Give the lines from the start of the items through the line containing "column 645, row 426" as a JSON list of strings, one string per line, omitting blank lines.

[Some records]
----------

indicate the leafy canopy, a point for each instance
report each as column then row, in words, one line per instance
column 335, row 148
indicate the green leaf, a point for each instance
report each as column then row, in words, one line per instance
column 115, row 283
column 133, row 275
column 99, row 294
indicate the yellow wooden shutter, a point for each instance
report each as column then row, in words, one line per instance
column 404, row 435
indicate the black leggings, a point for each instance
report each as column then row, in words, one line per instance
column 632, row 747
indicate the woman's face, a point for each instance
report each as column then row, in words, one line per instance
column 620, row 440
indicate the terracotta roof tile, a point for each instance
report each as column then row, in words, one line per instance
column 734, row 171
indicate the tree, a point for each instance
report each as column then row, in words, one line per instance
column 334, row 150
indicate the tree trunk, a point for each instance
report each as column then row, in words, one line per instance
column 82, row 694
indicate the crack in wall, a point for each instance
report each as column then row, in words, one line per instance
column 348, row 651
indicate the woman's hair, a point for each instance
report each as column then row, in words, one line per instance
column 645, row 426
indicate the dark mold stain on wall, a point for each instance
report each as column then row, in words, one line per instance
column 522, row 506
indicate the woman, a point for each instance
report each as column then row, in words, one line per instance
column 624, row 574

----------

• Complete response:
[
  "indicate the leafy canopy, a point for each instance",
  "report each as column then row, in words, one line per instance",
  "column 335, row 148",
  "indicate the green leaf, a point for each instance",
  "report each as column then row, in words, one line per instance",
  "column 115, row 283",
  "column 133, row 275",
  "column 99, row 294",
  "indicate the yellow wooden shutter, a point for each instance",
  "report each as column then row, in words, one line per instance",
  "column 404, row 435",
  "indicate the black leggings, a point for each instance",
  "report each as column then row, in words, one line per instance",
  "column 632, row 747",
  "indicate the woman's face, a point for each instance",
  "report each as column then row, in words, one line per instance",
  "column 620, row 440",
  "indicate the terracotta roof tile, a point for each instance",
  "report each as column then row, in words, one line per instance",
  "column 734, row 171",
  "indicate the tree, a point for each instance",
  "report each as column then row, in words, one line per instance",
  "column 334, row 150",
  "indicate the tree trunk, a point for each instance",
  "report each as column then row, in words, one line per instance",
  "column 82, row 694",
  "indicate the crack in wall, a point for each instance",
  "report each as column then row, in words, one line per instance",
  "column 348, row 651",
  "indicate the woman's hair, a point for each instance",
  "report each as column then row, in words, one line per instance",
  "column 645, row 426"
]